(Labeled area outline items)

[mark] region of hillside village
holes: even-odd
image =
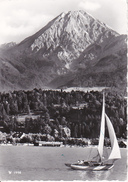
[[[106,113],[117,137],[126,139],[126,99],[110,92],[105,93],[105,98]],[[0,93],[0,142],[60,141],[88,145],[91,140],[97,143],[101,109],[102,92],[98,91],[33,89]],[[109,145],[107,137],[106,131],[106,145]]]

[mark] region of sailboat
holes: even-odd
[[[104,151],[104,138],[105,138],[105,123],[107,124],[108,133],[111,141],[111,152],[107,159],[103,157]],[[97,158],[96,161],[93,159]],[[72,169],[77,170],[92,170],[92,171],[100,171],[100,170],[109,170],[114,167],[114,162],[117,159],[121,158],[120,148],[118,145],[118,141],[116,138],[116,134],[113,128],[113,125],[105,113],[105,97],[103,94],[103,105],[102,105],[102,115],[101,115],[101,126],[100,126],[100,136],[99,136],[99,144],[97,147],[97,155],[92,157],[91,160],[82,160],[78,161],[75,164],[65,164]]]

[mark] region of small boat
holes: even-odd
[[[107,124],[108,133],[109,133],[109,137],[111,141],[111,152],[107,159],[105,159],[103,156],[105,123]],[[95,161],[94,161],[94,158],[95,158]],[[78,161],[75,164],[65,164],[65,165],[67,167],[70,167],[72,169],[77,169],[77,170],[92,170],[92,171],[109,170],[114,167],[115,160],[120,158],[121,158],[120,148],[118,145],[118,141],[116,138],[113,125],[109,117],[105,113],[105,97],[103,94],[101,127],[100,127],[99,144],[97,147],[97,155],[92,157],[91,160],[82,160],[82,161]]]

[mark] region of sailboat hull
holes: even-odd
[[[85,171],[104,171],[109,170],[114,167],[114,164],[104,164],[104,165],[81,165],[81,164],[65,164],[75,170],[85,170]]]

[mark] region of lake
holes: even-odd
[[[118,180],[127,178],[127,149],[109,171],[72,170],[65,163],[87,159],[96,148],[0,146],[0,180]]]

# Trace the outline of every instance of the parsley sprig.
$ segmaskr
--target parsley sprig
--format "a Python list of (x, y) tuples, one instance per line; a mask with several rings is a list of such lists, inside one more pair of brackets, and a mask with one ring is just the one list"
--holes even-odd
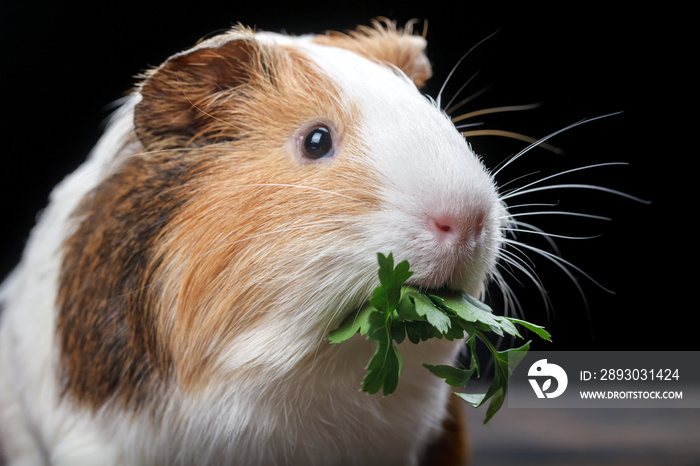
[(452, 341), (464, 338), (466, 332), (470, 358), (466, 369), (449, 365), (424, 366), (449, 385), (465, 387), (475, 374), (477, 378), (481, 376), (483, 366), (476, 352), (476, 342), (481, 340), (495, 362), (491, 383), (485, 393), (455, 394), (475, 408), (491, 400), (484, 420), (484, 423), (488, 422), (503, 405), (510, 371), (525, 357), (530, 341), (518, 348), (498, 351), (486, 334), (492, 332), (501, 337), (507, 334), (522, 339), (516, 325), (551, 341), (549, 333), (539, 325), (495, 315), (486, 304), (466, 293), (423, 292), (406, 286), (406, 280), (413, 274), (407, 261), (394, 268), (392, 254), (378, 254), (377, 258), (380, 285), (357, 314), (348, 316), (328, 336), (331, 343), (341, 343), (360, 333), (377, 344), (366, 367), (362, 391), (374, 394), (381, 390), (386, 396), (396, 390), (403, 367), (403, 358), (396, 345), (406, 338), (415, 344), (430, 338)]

## Task details
Pull out every line in the records above that contains the string "sailboat".

## Answer for the task
[mark] region of sailboat
[mark] region of sailboat hull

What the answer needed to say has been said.